● Prompt
All of the records below need to be copied exactly.
- - - - -
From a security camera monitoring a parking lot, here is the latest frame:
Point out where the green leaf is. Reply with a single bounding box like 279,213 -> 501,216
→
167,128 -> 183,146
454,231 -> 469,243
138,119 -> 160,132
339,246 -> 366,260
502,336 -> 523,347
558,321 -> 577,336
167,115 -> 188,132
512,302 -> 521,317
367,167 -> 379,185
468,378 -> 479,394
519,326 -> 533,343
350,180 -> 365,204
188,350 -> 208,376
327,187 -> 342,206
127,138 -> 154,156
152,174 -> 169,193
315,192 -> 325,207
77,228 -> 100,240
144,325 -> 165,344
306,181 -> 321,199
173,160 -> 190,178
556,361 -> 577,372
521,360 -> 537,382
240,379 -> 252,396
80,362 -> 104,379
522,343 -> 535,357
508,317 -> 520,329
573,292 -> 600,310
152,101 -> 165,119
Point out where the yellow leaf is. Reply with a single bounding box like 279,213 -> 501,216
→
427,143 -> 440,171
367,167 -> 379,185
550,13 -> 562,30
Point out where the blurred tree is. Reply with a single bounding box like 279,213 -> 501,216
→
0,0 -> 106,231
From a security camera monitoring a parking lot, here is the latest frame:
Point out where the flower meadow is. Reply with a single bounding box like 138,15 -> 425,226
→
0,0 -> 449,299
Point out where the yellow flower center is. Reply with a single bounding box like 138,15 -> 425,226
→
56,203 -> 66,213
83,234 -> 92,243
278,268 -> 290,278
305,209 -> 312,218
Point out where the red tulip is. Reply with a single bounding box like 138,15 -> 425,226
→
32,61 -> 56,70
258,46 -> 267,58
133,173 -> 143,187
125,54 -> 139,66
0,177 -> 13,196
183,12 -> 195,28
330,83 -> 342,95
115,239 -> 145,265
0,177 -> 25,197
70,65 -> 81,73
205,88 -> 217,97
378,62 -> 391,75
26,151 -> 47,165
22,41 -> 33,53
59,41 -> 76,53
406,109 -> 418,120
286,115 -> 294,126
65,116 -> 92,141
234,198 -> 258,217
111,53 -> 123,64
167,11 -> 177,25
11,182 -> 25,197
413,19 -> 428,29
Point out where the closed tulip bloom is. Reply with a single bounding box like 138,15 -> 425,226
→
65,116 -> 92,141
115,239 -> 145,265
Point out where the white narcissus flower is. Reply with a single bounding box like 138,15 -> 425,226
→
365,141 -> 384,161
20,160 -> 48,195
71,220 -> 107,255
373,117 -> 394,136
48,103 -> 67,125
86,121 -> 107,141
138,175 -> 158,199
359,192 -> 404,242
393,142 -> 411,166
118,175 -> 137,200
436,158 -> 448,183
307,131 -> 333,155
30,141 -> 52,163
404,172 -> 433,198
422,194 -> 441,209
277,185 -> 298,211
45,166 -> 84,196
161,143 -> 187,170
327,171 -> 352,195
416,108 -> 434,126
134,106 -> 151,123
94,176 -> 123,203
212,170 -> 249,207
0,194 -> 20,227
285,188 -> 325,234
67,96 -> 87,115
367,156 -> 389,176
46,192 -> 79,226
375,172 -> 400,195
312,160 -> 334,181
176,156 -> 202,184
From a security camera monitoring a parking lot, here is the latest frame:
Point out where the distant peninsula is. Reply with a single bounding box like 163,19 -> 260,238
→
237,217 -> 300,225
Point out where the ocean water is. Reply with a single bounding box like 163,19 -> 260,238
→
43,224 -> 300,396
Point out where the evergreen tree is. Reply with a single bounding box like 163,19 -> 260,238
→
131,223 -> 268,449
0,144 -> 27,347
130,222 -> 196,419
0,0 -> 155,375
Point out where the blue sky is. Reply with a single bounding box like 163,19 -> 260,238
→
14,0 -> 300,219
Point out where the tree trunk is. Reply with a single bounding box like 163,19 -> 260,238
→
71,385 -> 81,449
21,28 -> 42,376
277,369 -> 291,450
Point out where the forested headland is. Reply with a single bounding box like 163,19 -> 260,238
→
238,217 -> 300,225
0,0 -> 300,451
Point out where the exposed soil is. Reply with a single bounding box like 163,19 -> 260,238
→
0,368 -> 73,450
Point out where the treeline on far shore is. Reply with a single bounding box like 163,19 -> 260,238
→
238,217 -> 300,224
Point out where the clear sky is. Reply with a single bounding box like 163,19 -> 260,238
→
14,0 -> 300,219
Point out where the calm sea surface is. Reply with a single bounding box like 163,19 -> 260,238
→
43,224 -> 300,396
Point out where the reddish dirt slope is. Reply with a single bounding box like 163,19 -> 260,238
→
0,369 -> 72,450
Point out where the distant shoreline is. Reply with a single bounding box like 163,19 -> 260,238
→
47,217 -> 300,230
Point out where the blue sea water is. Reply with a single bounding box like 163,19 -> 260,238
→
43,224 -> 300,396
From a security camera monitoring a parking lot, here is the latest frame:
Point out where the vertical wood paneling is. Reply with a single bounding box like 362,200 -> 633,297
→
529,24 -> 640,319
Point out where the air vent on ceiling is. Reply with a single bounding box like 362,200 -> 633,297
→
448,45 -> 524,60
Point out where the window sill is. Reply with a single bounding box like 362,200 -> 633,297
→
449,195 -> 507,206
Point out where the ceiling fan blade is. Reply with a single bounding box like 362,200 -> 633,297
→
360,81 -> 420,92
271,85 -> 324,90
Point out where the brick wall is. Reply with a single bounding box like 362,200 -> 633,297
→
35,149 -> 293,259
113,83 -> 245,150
- - - - -
● Solved exercise
From a security camera monitoring a parking lot, here is the latest frame:
Point out where the green leaf is. Reply with a single bounding box like 279,213 -> 501,216
→
167,128 -> 183,146
454,231 -> 469,243
138,119 -> 160,132
339,246 -> 366,260
502,336 -> 523,347
558,321 -> 577,336
167,115 -> 188,132
512,302 -> 521,317
367,167 -> 379,185
468,378 -> 479,394
519,326 -> 533,343
350,180 -> 365,204
188,350 -> 208,376
327,187 -> 342,206
127,138 -> 154,156
152,174 -> 169,193
315,192 -> 325,207
77,228 -> 100,240
144,325 -> 165,344
306,181 -> 321,199
173,160 -> 190,178
556,361 -> 577,372
521,360 -> 537,382
240,379 -> 252,396
80,362 -> 104,379
522,343 -> 535,357
508,317 -> 520,329
573,292 -> 600,310
152,101 -> 165,119
Point out where the yellow leaf is. Reply with a single bounding box like 279,213 -> 501,216
→
427,143 -> 440,171
367,167 -> 379,185
550,13 -> 562,30
Point out where the blurred tree is. Reply with a single bounding box like 279,213 -> 501,216
→
0,0 -> 106,231
From a security camera monitoring a parking lot, here is the latest frame:
Point out where the flower meadow is. Reply with a single bounding box like 138,15 -> 425,226
→
0,0 -> 449,299
Point out where the yellow flower center is. Reply with a single bounding box like 138,15 -> 425,226
→
56,203 -> 66,213
83,234 -> 92,243
278,268 -> 290,278
305,209 -> 312,218
Point out where the red tulip is. Reply with a single bounding box like 138,15 -> 425,226
→
32,61 -> 56,70
258,46 -> 267,58
133,173 -> 143,187
125,54 -> 139,66
0,177 -> 13,196
183,12 -> 195,28
330,83 -> 342,95
115,239 -> 145,265
0,177 -> 25,197
70,65 -> 81,73
205,88 -> 217,97
378,62 -> 391,75
26,151 -> 47,165
22,41 -> 33,53
59,41 -> 76,53
406,109 -> 418,120
286,115 -> 294,126
65,116 -> 92,141
234,198 -> 258,217
111,53 -> 123,64
167,11 -> 177,25
11,182 -> 25,197
413,19 -> 428,29
Point out where the closed tulip bloom is. Reply with a single bounding box like 138,15 -> 425,226
→
65,116 -> 92,141
115,239 -> 145,265
Point out where the white narcissus flower is. Reply with a single bounding box like 138,15 -> 425,226
→
365,141 -> 384,161
20,160 -> 48,195
71,220 -> 107,255
373,117 -> 394,136
48,103 -> 67,125
86,121 -> 107,141
138,175 -> 158,199
359,192 -> 404,242
393,142 -> 411,166
118,175 -> 137,200
436,158 -> 448,183
307,131 -> 333,155
30,141 -> 52,163
404,172 -> 433,198
422,194 -> 441,209
277,185 -> 298,211
45,166 -> 84,196
161,143 -> 187,170
327,171 -> 352,195
416,108 -> 434,126
134,106 -> 151,123
94,176 -> 123,203
212,170 -> 249,207
0,194 -> 20,227
285,188 -> 325,234
67,96 -> 87,115
367,156 -> 389,176
46,192 -> 79,226
375,172 -> 400,195
312,160 -> 334,181
176,156 -> 202,184
From a security camera monitoring a parking lot, here is the latest frame:
Point out where the distant peninsula is. Reply with a single bounding box like 163,19 -> 260,238
→
237,217 -> 300,225
Point out where the ocean water is. Reply with a single bounding box like 163,19 -> 260,238
→
43,224 -> 300,396
Point out where the evergreen tree is. Reply with a single bounding box like 163,19 -> 260,238
→
131,223 -> 268,449
0,144 -> 27,347
130,222 -> 196,419
0,0 -> 155,375
Point out where the blue sky is. Reply with a single bounding box like 163,19 -> 260,238
→
14,0 -> 300,219
Point out where the tree trunk is. Reply with a single bounding box like 163,19 -> 260,238
→
71,385 -> 81,449
21,28 -> 42,376
277,369 -> 291,450
Point out where the forested headland is. Reply with a single bounding box like 163,19 -> 260,238
→
238,217 -> 300,225
0,0 -> 300,451
Point out where the exposed soil is. Reply with a single bounding box like 163,19 -> 260,238
→
0,368 -> 73,450
Point out where the treeline on far shore is. Reply with a single bounding box like 163,19 -> 260,238
→
238,217 -> 300,224
Point out where the clear sky is. Reply with a single bounding box like 163,19 -> 260,238
→
14,0 -> 300,219
Point out where the calm sea surface is. Reply with a single bounding box like 163,19 -> 260,238
→
43,224 -> 300,396
Point out where the reddish dirt slope is. Reply with a single bounding box like 163,19 -> 260,238
→
0,369 -> 72,450
Point out where the distant shoreline is. Reply with a single bounding box like 163,19 -> 260,238
→
47,217 -> 300,230
Point out where the blue sea water is. Reply with a single bounding box like 163,19 -> 260,238
→
43,224 -> 300,396
From a security camera monitoring a parking lot, here is the latest frame:
Point out where the vertical wood paneling is. Reply with a single bounding box like 362,200 -> 633,297
→
529,24 -> 640,319
Point out where the air vent on ceiling is. Reply with a single bounding box like 362,200 -> 633,297
→
448,45 -> 524,60
Point out where the window sill is. Reply with a single bounding box like 362,200 -> 633,297
→
449,195 -> 507,206
Point out where the ceiling fan blade is. Reply with a single bounding box like 362,200 -> 633,297
→
360,81 -> 420,92
271,85 -> 324,90
Point out where the brick wall is. Reply with a single bounding box like 362,200 -> 633,297
→
35,149 -> 293,259
113,83 -> 245,150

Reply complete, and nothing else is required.